● Actions to take:
1. From the forum thread on the birthday paradox, copy the passage word for word, starting with "Edit: there are" and going on through "possible birthdays (365-366).".
2. In the forum thread on the birthday paradox, about how many tries does it take to expect a collision among 365 possibilities?
3. Translate this sentence from the forum thread on the birthday paradox into Spanish: "There are not a small number of dimensions being used in the LLM."

● Document excerpt:
++++++++

Edit: there are other clarifications, eg authors on X, so this comment is irrelevant.
The birthday paradox relies on there being a small number of possible birthdays (365-366).
There are not a small number of dimensions being used in the LLM.
The GP argument makes sense to me.
It doesn't need a small number -- rather it relies on you being able to find a pairing amongst any of your candidates, rather than find a pairing for a specific birthday.
That's the paradoxical part: the number of potential pairings for a very small number of people is much higher than one might think, and so for 365 options (in the birthday example) you can get even chances with far fewer than 365, and even far fewer than ½x365 people..
I think you're misunderstanding. If you have an extremely large number like 2^256 you will almost certainly never find two people with the same birthday (this is why a SHA256 collision has never been found). That's what the top-level comment was comparing this to.
We're not using precise numbers here, but a large number of dimensions leads a very large number of options. 365 is only about 19^2, but 2^100 is astronomically larger than 10^9
The birthday paradox equation is approximately the square root. You expect to find a collision in 365 possibilities in ~sqrt(365) = ~19 tries.

++++++++

● Record excerpts:
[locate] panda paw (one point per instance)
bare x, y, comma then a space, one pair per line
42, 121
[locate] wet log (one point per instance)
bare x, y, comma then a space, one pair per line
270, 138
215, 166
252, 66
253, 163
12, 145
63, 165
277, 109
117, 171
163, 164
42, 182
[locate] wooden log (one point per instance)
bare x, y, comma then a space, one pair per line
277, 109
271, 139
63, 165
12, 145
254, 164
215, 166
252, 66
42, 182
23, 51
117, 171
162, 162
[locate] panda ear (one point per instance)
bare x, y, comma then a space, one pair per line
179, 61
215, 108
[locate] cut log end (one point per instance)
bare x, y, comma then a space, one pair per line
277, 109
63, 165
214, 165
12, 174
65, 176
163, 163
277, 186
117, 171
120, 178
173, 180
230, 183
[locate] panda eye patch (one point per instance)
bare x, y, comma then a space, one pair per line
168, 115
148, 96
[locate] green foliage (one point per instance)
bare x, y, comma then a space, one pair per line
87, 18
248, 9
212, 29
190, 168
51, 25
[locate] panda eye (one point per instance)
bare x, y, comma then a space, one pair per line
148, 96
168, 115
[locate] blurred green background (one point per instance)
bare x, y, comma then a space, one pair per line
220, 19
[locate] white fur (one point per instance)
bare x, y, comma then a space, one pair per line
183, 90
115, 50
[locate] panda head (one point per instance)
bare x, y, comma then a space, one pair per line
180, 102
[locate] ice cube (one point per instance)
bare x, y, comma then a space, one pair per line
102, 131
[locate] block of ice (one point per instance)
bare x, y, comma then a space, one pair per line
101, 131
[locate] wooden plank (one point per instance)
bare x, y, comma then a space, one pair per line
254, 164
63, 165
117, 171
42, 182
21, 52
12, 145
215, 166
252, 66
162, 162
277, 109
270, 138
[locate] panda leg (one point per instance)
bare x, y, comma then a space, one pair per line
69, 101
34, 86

++++++++

● Per-task answers:
1.
Edit: there are other clarifications, eg authors on X, so this comment is irrelevant.
The birthday paradox relies on there being a small number of possible birthdays (365-366).

2. About 19 tries, roughly the square root of 365.

3. No se está usando un número pequeño de dimensiones en el LLM.